[What to produce] Rewrite the lines from the line with "Where can you see the window" to the line with "column 582, row 373", putting "cupboard" wherever "cabinet" appears and leaving everything else as it is.

Point annotation dataset items:
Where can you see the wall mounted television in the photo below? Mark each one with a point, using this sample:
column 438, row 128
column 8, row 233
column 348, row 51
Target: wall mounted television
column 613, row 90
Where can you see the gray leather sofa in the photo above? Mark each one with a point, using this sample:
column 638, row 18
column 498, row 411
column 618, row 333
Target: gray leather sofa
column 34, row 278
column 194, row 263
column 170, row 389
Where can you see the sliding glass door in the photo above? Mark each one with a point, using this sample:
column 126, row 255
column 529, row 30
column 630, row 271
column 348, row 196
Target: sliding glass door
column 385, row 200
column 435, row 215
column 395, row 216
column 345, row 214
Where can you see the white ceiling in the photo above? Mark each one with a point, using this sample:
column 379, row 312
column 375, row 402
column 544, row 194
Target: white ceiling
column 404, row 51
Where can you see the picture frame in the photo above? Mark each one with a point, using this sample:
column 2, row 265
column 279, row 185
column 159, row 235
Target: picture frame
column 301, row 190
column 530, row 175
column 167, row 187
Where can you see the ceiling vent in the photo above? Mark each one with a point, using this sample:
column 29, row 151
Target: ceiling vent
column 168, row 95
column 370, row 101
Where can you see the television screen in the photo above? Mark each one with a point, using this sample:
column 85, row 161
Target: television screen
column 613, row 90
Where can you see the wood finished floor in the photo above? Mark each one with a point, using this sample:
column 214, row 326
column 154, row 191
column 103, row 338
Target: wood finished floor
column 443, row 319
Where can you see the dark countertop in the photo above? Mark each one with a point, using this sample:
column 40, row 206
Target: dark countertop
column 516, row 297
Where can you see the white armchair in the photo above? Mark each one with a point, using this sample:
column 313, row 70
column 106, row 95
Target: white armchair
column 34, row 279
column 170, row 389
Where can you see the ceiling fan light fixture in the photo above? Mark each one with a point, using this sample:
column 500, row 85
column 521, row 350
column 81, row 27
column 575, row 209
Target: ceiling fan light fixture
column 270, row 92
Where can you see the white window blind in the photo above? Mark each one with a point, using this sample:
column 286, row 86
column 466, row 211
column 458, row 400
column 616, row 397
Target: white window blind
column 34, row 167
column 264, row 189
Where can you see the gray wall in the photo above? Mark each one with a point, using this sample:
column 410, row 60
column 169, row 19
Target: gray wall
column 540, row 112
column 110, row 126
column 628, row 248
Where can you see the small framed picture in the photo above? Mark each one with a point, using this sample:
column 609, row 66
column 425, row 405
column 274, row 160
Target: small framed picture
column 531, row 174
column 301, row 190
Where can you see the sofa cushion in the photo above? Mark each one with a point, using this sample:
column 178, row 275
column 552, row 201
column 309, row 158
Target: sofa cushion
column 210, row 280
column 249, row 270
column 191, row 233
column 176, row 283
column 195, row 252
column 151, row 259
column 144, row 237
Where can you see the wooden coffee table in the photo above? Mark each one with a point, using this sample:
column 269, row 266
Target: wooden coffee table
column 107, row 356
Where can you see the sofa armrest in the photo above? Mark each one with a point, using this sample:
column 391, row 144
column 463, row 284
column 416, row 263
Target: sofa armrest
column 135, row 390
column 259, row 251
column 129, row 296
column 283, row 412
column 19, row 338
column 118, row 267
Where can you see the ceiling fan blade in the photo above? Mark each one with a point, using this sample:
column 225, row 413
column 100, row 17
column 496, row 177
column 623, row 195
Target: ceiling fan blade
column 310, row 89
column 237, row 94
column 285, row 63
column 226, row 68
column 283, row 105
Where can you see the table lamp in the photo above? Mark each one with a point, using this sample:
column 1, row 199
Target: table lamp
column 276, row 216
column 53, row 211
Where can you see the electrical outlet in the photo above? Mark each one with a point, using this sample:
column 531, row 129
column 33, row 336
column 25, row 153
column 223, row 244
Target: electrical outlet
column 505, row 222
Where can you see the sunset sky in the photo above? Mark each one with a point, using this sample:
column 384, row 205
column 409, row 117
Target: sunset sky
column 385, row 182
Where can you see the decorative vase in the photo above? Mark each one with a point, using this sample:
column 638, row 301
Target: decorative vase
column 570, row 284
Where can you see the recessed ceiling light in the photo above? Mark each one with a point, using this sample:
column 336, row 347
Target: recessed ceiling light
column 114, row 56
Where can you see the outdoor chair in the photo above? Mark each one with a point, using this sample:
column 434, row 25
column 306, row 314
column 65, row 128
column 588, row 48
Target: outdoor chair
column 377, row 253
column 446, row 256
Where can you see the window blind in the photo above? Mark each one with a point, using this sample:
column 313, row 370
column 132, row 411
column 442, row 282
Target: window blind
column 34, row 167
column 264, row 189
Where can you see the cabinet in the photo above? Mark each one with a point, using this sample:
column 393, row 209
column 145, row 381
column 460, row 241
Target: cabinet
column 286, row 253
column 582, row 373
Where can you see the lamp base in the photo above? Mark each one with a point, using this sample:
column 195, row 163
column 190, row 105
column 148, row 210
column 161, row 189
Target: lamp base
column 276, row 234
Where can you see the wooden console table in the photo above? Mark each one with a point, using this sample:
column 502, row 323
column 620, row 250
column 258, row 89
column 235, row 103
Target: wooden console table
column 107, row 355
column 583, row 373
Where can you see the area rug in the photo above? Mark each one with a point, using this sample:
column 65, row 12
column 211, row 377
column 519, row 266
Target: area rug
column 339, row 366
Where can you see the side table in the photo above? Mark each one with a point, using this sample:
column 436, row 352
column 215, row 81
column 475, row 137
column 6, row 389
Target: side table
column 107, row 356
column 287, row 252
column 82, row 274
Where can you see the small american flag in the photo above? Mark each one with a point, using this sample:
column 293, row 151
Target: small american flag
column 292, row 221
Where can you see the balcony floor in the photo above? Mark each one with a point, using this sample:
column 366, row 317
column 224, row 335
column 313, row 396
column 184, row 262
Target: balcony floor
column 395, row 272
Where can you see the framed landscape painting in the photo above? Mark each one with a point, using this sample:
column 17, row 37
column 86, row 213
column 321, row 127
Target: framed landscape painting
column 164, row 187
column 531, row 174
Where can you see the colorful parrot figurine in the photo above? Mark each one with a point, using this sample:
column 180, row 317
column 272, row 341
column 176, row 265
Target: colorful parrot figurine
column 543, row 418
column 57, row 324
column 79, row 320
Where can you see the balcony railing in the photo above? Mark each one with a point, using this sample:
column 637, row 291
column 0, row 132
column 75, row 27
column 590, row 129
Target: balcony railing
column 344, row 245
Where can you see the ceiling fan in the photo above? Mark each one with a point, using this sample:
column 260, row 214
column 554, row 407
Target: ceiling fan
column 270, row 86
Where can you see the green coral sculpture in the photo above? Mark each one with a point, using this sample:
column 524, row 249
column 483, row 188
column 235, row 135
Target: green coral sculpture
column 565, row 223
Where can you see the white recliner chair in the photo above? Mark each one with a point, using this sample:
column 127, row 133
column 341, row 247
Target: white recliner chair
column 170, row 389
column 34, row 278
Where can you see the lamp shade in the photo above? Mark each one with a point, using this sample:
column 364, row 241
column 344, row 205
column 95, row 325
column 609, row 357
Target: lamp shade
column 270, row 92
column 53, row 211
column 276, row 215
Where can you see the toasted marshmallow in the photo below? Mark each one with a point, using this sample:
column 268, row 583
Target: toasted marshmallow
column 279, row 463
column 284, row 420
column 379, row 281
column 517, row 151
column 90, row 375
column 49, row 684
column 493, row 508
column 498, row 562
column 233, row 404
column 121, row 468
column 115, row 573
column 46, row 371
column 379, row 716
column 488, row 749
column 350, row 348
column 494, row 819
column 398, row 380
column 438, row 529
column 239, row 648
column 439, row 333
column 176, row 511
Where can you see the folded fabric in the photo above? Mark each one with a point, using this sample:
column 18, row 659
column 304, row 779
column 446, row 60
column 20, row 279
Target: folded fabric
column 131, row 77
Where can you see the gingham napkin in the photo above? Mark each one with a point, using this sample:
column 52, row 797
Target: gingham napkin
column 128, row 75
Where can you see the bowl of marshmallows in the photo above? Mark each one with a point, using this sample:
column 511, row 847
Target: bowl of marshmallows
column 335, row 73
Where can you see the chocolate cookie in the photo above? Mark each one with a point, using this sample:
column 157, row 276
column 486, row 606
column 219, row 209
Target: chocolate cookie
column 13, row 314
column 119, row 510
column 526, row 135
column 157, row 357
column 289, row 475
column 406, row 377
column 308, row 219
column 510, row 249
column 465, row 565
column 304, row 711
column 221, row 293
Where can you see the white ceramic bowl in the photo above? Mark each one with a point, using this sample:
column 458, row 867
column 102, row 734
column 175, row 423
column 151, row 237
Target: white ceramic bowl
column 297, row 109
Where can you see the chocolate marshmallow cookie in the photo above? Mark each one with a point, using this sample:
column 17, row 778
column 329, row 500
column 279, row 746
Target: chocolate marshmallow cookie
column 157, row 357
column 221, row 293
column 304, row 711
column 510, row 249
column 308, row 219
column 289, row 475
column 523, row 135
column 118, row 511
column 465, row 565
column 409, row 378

[Finished task]
Where can you see the window blind in the photo above? Mark each one with a point, using this sample:
column 313, row 370
column 132, row 411
column 442, row 282
Target: window blind
column 34, row 167
column 264, row 189
Where can you see the cupboard in the photo above? Mark each one with a point, using this sample:
column 393, row 209
column 145, row 381
column 460, row 241
Target: cupboard
column 286, row 253
column 582, row 373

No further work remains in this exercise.